Exercise goal:
Do these statements agree with the text on Lynne Ramsay's films below? For each, answer yes or no and quote the words of the text that decide it.
1. The protagonist of 'Ratcatcher' is 12 years old.
2. The new film opens with a boy's head swathed in net curtains.
3. Joe's mother is awake when he holds her foot.

There is a lovely scene in Glasgow-born film maker Lynne Ramsay's debut feature, 'Ratcatcher' (1999), in which its 12-year-old protagonist James pulls his sleeping mother's laddered tights over her toes. This gesture is repeated later in the film, and its ripple effect is felt nearly 20 years later in Ramsay's new film, 'You were never really there,' when its protagonist, ex-marine and FBI agent Joe (Joaquin Phoenix), returns home from a killing spree and gently holds the stocking-soled foot of his elderly sleeping mum (Judith Roberts).
A close-up image of Joe's head wrapped in a plastic bag, accompanied by muffled sound, opens the new film – an attempted suicide that is repeated several times. It is an image that eerily evokes the opening shot of 'Ratcatcher': a boy's head swathed in net curtains, accompanied by the faint sounds of children playing. Such tactile details play a distinctive role in Ramsay's work. Some of her most striking images are completely still, punctuating a medium whose defining characteristics are motion and sound.

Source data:
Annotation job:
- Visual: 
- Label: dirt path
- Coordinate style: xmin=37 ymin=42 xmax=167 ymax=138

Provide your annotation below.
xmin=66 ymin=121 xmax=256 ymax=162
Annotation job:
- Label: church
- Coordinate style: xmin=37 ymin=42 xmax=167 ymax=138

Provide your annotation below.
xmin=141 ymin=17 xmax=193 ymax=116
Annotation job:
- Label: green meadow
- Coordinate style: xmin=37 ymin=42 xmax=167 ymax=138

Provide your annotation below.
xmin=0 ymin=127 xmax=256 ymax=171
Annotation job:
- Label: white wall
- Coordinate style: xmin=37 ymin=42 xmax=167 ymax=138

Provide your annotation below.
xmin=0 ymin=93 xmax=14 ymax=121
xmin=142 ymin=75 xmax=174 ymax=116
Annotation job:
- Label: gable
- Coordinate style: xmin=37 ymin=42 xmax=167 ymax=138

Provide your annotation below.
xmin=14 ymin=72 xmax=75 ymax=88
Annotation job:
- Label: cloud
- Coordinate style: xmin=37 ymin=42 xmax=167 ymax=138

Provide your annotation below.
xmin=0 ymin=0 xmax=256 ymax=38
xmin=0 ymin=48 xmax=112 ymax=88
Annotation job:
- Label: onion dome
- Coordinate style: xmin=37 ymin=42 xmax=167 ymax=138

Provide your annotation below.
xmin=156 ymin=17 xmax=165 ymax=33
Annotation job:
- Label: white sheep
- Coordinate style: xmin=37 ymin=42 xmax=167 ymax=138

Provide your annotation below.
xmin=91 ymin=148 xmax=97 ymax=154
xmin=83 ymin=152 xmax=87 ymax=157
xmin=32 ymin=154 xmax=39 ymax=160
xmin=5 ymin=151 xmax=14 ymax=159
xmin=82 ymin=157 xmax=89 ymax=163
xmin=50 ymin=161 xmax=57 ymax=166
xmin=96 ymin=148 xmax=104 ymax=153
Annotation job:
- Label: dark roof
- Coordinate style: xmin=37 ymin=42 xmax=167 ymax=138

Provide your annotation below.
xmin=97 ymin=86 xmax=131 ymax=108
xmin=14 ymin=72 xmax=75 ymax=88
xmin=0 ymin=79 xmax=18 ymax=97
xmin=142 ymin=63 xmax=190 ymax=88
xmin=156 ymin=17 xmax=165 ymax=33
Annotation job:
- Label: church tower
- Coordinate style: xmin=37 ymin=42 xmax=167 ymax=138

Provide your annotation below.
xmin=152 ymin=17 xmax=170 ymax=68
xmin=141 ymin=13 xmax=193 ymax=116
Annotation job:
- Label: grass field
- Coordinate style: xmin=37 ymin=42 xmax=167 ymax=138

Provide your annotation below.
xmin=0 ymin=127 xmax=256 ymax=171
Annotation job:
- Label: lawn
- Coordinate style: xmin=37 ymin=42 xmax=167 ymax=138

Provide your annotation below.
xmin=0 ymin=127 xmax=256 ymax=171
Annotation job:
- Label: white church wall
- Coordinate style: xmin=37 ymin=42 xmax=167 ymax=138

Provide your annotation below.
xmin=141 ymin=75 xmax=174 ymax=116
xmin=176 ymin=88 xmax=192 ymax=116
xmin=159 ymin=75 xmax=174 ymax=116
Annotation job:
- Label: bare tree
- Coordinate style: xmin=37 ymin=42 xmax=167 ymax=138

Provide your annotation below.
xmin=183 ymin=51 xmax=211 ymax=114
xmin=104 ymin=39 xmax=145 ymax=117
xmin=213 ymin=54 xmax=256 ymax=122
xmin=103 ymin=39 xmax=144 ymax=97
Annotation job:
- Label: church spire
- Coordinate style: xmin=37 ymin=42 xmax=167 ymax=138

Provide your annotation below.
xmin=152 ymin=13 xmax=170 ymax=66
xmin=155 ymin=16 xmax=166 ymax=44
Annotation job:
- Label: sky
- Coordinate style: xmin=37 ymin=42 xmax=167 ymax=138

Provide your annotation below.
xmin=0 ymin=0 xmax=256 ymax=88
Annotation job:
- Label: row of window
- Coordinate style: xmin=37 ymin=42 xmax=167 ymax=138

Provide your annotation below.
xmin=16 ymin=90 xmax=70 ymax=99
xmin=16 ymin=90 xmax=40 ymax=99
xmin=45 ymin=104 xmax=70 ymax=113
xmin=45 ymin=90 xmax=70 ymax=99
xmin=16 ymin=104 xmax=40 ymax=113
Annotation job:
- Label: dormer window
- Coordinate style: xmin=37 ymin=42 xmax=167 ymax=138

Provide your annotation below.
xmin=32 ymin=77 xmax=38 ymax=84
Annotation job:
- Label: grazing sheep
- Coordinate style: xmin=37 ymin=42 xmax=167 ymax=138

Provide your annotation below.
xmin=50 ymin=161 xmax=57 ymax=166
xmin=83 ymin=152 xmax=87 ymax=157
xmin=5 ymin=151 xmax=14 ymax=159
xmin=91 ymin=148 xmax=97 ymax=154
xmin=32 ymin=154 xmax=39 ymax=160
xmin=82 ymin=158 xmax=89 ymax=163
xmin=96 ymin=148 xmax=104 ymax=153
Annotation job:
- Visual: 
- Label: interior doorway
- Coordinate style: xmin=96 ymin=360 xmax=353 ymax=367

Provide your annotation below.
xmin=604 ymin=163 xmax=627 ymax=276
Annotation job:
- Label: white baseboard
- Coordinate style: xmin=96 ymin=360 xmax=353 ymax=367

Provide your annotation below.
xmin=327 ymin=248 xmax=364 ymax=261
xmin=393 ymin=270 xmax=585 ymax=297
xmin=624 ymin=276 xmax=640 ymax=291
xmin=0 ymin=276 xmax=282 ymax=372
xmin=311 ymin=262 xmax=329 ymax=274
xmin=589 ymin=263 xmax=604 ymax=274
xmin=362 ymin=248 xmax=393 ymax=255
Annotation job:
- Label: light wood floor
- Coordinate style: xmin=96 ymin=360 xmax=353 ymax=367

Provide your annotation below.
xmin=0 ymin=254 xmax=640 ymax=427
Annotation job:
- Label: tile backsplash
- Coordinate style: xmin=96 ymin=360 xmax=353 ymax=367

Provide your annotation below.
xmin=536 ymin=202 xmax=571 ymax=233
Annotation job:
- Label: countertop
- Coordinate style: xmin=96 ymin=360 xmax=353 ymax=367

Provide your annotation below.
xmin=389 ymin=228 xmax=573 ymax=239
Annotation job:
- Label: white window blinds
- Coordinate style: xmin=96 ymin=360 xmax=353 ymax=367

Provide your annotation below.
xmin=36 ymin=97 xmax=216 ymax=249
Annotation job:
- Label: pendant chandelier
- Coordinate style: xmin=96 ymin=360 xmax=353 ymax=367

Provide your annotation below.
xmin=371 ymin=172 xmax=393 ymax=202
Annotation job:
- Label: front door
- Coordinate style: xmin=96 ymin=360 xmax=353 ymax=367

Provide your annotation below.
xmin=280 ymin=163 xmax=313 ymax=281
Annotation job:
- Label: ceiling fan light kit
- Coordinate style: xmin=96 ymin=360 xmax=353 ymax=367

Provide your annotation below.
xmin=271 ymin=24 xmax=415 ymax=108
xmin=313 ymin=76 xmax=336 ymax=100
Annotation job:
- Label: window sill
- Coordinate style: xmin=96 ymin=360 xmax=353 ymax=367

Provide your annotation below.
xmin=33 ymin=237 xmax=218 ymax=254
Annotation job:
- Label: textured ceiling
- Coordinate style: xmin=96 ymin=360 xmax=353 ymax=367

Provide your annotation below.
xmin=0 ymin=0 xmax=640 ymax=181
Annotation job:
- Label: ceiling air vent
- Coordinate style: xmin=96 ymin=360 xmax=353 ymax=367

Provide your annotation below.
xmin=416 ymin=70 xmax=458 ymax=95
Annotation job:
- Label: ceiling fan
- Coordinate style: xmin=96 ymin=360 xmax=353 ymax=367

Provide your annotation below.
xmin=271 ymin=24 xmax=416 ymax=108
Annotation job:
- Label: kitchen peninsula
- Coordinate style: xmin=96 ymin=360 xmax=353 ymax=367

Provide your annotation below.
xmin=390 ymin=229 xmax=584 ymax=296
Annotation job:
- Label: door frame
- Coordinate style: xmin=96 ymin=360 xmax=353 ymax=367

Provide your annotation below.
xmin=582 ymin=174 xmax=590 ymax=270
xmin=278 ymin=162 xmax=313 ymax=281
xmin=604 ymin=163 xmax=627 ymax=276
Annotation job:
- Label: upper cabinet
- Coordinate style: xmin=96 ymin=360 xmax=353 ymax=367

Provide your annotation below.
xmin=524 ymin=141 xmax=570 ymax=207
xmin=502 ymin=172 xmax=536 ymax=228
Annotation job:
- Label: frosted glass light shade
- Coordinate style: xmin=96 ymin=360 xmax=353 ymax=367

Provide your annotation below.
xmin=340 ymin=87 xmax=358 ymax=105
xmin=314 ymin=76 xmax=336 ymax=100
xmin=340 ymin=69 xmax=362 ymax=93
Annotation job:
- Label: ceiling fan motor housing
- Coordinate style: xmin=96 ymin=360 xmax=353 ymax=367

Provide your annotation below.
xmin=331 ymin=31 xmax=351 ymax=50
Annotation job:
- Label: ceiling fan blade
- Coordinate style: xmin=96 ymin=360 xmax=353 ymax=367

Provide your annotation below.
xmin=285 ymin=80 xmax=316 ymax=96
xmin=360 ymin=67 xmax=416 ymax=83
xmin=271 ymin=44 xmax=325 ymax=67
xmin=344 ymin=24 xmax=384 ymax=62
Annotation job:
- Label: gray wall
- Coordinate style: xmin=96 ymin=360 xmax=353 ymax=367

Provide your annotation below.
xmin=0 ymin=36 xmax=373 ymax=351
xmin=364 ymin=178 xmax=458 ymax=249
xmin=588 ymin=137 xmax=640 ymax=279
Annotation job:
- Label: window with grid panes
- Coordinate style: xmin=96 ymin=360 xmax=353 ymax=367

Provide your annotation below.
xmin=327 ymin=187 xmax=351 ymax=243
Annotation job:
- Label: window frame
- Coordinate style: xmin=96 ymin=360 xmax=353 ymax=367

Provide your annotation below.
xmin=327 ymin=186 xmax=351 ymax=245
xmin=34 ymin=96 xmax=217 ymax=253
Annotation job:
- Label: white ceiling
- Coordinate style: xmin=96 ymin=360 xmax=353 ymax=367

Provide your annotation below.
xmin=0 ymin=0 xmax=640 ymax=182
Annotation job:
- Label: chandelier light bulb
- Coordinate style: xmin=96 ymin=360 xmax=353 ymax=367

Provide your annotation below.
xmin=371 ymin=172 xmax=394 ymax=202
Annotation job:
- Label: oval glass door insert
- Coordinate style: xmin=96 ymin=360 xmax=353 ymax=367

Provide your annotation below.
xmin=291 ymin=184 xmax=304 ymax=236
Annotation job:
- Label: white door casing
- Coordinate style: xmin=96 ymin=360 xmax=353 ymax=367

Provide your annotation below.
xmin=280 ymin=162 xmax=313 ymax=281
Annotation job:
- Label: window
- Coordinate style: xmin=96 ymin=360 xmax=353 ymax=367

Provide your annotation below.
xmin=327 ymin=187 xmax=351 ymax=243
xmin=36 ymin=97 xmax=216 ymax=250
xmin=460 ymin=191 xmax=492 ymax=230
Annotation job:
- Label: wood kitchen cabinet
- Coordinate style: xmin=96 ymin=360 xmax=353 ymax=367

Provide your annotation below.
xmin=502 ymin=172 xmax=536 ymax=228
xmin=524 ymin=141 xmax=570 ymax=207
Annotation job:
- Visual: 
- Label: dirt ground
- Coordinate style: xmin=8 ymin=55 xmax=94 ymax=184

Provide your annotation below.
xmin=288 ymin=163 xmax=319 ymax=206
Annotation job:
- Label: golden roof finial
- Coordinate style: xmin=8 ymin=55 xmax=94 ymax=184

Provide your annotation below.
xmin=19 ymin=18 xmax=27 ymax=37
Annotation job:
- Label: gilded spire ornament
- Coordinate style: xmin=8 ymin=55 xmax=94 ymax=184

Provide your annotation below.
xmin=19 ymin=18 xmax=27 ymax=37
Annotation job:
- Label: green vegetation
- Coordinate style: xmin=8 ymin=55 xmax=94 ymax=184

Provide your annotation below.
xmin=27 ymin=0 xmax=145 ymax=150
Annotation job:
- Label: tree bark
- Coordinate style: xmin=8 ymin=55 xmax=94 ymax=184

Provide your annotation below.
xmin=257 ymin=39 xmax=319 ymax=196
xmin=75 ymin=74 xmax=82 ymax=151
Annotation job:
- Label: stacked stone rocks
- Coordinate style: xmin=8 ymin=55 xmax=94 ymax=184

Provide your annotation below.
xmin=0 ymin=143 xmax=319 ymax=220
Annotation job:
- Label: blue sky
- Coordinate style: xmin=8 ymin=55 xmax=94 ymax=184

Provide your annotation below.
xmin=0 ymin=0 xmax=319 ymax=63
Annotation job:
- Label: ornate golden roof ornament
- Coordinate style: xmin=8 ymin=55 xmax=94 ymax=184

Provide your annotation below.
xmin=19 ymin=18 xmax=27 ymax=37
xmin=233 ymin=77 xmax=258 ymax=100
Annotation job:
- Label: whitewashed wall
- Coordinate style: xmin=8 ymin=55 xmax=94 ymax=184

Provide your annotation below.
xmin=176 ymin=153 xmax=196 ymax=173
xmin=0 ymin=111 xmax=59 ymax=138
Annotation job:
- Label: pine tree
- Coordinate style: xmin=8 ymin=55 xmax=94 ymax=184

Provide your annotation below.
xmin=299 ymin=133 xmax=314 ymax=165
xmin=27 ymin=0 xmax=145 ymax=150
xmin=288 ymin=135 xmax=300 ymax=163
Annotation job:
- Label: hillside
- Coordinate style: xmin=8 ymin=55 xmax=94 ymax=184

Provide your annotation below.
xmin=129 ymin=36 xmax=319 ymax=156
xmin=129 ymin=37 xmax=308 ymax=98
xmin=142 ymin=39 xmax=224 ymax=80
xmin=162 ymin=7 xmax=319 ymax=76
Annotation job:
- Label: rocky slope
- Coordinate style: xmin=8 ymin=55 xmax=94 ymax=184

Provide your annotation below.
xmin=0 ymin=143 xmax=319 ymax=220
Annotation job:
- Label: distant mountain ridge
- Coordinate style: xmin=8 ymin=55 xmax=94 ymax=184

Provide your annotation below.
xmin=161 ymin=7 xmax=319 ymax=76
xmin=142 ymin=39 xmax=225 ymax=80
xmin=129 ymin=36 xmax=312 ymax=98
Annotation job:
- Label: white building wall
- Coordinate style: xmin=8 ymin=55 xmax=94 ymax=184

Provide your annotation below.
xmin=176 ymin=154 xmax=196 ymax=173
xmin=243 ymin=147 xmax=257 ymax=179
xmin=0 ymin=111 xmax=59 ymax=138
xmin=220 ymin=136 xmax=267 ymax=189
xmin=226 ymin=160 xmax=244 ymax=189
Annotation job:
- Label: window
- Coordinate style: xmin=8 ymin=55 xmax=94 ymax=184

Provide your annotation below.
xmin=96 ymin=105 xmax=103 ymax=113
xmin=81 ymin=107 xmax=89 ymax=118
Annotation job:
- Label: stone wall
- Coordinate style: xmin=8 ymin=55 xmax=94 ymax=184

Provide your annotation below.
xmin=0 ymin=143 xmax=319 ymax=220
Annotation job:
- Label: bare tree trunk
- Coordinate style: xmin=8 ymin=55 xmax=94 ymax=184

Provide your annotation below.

Problem solution:
1. Yes: "its 12-year-old protagonist James"
2. No: "A close-up image of Joe's head wrapped in a plastic bag, accompanied by muffled sound, opens the new film"
3. No: "gently holds the stocking-soled foot of his elderly sleeping mum"